• [WHAT THE TASK REQUIRES] From the text on Fed rate moves and mortgage rates, copy out word for word everything from "However, when the" up to and including "elusive bond investor.".

Is the media correct in their assessment on the Fed rate moves and how that relates to mortgage rates and the lowest mortgage rates ever? Are we as real estate professionals thinking this to be the case also?

Just so you know, fixed mortgage rates directly correlate to the 10 year treasury bond, which is an investors haven of choice when other markets such as the stock market are tanking. With a flush of investors money into mortgage backed bonds, rates drop as supply and demand dictates.

However, when the Fed lowers the short term discount rate, this is designed for consumer spending on short term credit and therefore investors may see the stock market as the better investment as profits pour into retailers etc. They bail out of bonds, and interest rates are on the rise to enhance back the now elusive bond investor.

This all happens with lightening speed, and in many cases it happens prior to any Fed move as investors hedge on the expected or react to the unexpected.

Here is what occurred over the last wild 10-day period: (NOTE: The 10 yr. bond is what affects the 30 year fixed rate mortgage rate)
· January 22nd (TUESDAY): 10 yr bond starts day at 3.60%. Fed drops short term lending rates by ¾% (75 basis points) which such a decrease had been unprecedented for 24 years! By the end of the day, the 10 yr. bond had dropped 18 bps to 3.42%.

• [GIVEN INFORMATION]
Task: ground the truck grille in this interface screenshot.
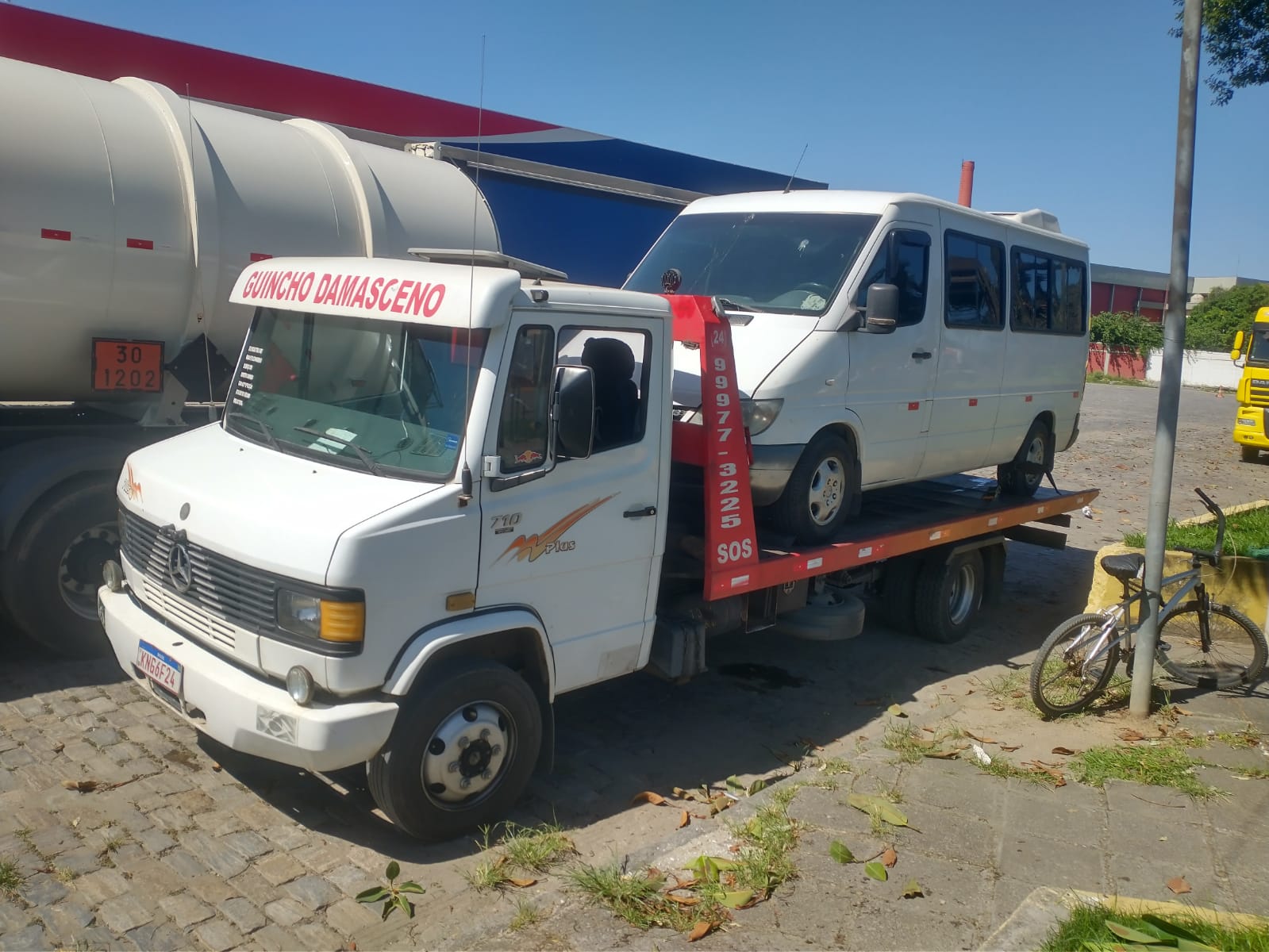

• [EXERCISE SOLUTION]
However, when the Fed lowers the short term discount rate, this is designed for consumer spending on short term credit and therefore investors may see the stock market as the better investment as profits pour into retailers etc. They bail out of bonds, and interest rates are on the rise to enhance back the now elusive bond investor.